Extrait de référence:
########

A boom, dans les Flandres, en 1616. On apprend que l’occupant Espagnol s’apprête à traverser le village, et les bourgeois s’inquiètent: ne vont-ils pas procéder à des massacres, des pillages, des viols en série comme ils en ont la réputation? Le bourgmestre (André Alerme) croit avoir trouvé la parade: il va se faire passer pour mort, fraîchement décédé, ce qui devrait calmer les ardeurs de l’envahisseur. Mais son épouse (Françoise Rosay) et les autres dames de notables ont une autre idée: celle d’accueillir avec bienveillance (Et plus si affinités) les espagnols, qui vont effectivement s’arrêter, et profiter de l’aubaine en festoyant, fraternisant, et bien plus… La ville se souviendra longtemps de cette occasion, à n’en pas douter.

Feyder ne faisait rien comme tout le monde. Pas même, semble-t-il, comme lui-même! Ce film, son plus connu, et l’un des rares à avoir une réputation internationale, est totalement éloigné des préoccupations habituelles de l’auteur de L’Atlantide, Carmen, ou Le grand jeu: pas ici de personnage lancé dans une fuite en avant mortelle, pas de noirceur et de destinée… Juste une farce, pour reprendre les propres mots du metteur en scène, qui avait envie avec son co-scénariste Charles Spaak d’une fantaisie historique, creusant son sillon avec une nouvelle fois, la troisième consécutive, la place de choix offerte à son épouse, qui revient après son rôle exceptionnel dans Pension Mimosas, en dame bourgmestre, qui prend le pouvoir avec panache derrière le dos de son mari. On pourra tout de même trouver ici des parallèles avec deux films muets de Feyder : d’une part, il y a derrière Françoise Rosay, comme un rappel de l’art de la manipulation subtile telle que Gribiche la pratiquait, en 1925; et le ton satirique n’est pas non plus éloigné de celui des Nouveaux Messieurs, l’ironie s’appliquant ici non sur la vie politique, mais plutôt sur le comportement des échevins, tous pleutres, et unis dans leur lâcheté derrière leur chef en petitesse, le bourgmestre.

########

Écrivez la suite de l'extrait consacré au film de Feyder, en commençant juste après sa dernière phrase.

########

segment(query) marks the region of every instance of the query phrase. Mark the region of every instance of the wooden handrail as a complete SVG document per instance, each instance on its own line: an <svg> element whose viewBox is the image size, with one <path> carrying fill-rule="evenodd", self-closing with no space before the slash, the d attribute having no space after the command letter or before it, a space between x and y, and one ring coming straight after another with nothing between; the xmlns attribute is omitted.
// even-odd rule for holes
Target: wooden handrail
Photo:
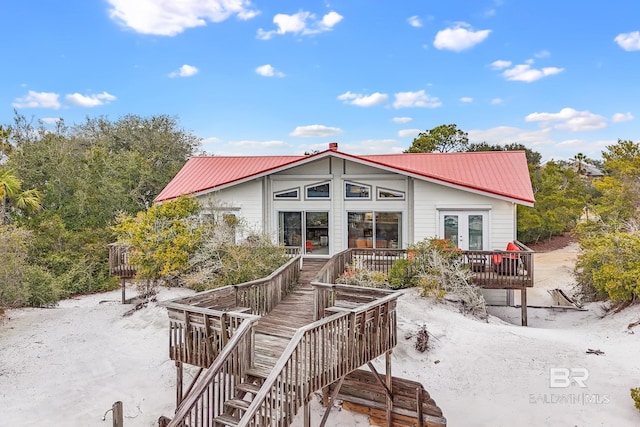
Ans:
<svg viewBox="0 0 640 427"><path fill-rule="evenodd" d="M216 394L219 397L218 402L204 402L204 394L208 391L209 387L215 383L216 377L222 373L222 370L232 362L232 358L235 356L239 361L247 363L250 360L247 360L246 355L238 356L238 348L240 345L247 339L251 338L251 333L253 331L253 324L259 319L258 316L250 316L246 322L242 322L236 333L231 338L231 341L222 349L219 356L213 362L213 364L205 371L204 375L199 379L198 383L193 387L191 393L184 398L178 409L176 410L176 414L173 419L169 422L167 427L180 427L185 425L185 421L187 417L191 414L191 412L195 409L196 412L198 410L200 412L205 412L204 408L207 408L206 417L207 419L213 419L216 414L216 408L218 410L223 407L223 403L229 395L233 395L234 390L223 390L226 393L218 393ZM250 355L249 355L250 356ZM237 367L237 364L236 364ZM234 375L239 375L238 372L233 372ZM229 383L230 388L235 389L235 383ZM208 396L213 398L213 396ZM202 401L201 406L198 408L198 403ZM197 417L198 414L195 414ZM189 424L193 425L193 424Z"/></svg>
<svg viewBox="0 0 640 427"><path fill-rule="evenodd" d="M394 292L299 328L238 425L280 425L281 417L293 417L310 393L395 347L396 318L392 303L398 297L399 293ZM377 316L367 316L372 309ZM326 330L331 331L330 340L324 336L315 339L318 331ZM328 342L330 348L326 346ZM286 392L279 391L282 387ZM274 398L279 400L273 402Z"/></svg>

########

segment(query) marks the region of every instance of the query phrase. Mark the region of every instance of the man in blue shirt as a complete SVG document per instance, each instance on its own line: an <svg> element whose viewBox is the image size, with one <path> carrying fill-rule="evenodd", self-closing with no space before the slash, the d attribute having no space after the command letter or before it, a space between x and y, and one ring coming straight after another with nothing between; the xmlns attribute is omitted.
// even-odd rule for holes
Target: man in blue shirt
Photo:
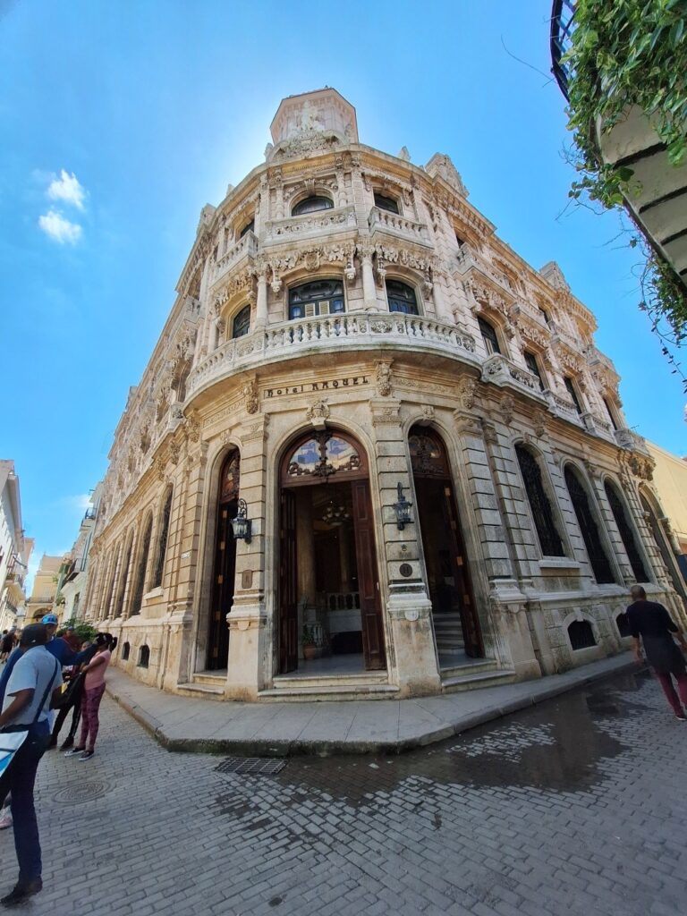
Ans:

########

Votre réponse:
Si Jan Bruegel est l’un des personnages du film, (Il est l’amoureux de Siska, la fille du bourgmestre que ce dernier a promise au boucher), c’est que Feyder a souhaité souligner de multiples façons la principale influence picturale de son film, mis en images avec un soin rare dans le cinéma Français de l’époque par Harry Stradling: les citations des maîtres Flamands abondent, et le film voit ses personnages se réfugier dans plus d’une fête nocturne, permettant la reproduction des ambiances festives des tableaux qui l’inspirent. Mais on note que cette référence à la peinture passe uniquement par des aspects festifs, justement : là encore, il n’y aura pas de heurts ni d’intrigues: tous les personnages qui tentent de tromper, manœuvrer, contrer même les plans de madame la bourgmestre trouveront à qui parler: Delphin, interprétant le nain qui suit le duc Espagnol, ou encore les échevins qui tentent de reprendre le dessus voyant la situation leur échapper, ne parviendront pas à changer la donne: le passage des Espagnols sera sans douleur, juste un rêve.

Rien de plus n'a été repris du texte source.